* _PASSAGE PROVIDED_:
-- begin --

Pure Selective Outrage: Hunting Zaldy Co’s Passport Blunder, Ignoring the Real Thieves of Disaster Funds
By Louis ‘Barok‘ C. Biraogo — April 25, 2026
LISTEN up, mga ka-kweba. While the nation drowns in annual floods, the Marcos administration has just dispatched its Justice Secretary on a taxpayer-funded European jaunt—not to haul back the mastermind of a P289-million ghost-dike graft scandal, but to chaperone a man nabbed for incomplete documents at the Czech-German border. Welcome to the Theater of Justice, Act One: “Zaldy Co Nabbed in Prague for Visa Slip, Not the P289M Dike Graft He’s Famous For.” Same script, new venue. The ghost dikes remain invisible. The concrete never poured. The poor still wade chest-deep in sewage. And Fredderick Vida? He’s playing glorified courier for a bureaucratic whoopsie.

-- end --

* _DATA SECTION_:
-- begin --

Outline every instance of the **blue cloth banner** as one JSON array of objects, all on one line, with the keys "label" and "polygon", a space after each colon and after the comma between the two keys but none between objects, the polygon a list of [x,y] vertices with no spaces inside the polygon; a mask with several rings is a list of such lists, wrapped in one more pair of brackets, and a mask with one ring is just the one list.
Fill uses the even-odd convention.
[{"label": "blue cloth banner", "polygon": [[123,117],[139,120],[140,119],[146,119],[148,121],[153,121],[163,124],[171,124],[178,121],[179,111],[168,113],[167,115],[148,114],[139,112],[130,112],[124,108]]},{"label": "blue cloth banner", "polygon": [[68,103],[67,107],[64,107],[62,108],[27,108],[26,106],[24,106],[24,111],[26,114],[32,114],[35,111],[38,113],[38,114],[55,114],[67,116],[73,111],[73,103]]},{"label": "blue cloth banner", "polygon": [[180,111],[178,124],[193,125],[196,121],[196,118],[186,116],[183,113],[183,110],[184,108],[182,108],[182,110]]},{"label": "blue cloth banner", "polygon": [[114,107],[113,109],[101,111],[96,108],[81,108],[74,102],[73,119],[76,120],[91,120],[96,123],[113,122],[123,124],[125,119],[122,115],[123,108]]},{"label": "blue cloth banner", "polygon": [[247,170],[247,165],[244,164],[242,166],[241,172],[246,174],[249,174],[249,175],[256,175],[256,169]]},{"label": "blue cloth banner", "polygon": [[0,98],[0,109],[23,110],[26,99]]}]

-- end --

* _TASK LIST_:
1. In the column about Zaldy Co, what was he nabbed for at the Czech-German border?
2. Update the column about Zaldy Co from "Pure Selective Outrage: Hunting" to "a bureaucratic whoopsie.", putting "waist-deep" in place of "chest-deep".

* _TASK-BY-TASK SOLUTIONS_:
1. Incomplete documents.

2.
Pure Selective Outrage: Hunting Zaldy Co’s Passport Blunder, Ignoring the Real Thieves of Disaster Funds
By Louis ‘Barok‘ C. Biraogo — April 25, 2026
LISTEN up, mga ka-kweba. While the nation drowns in annual floods, the Marcos administration has just dispatched its Justice Secretary on a taxpayer-funded European jaunt—not to haul back the mastermind of a P289-million ghost-dike graft scandal, but to chaperone a man nabbed for incomplete documents at the Czech-German border. Welcome to the Theater of Justice, Act One: “Zaldy Co Nabbed in Prague for Visa Slip, Not the P289M Dike Graft He’s Famous For.” Same script, new venue. The ghost dikes remain invisible. The concrete never poured. The poor still wade waist-deep in sewage. And Fredderick Vida? He’s playing glorified courier for a bureaucratic whoopsie.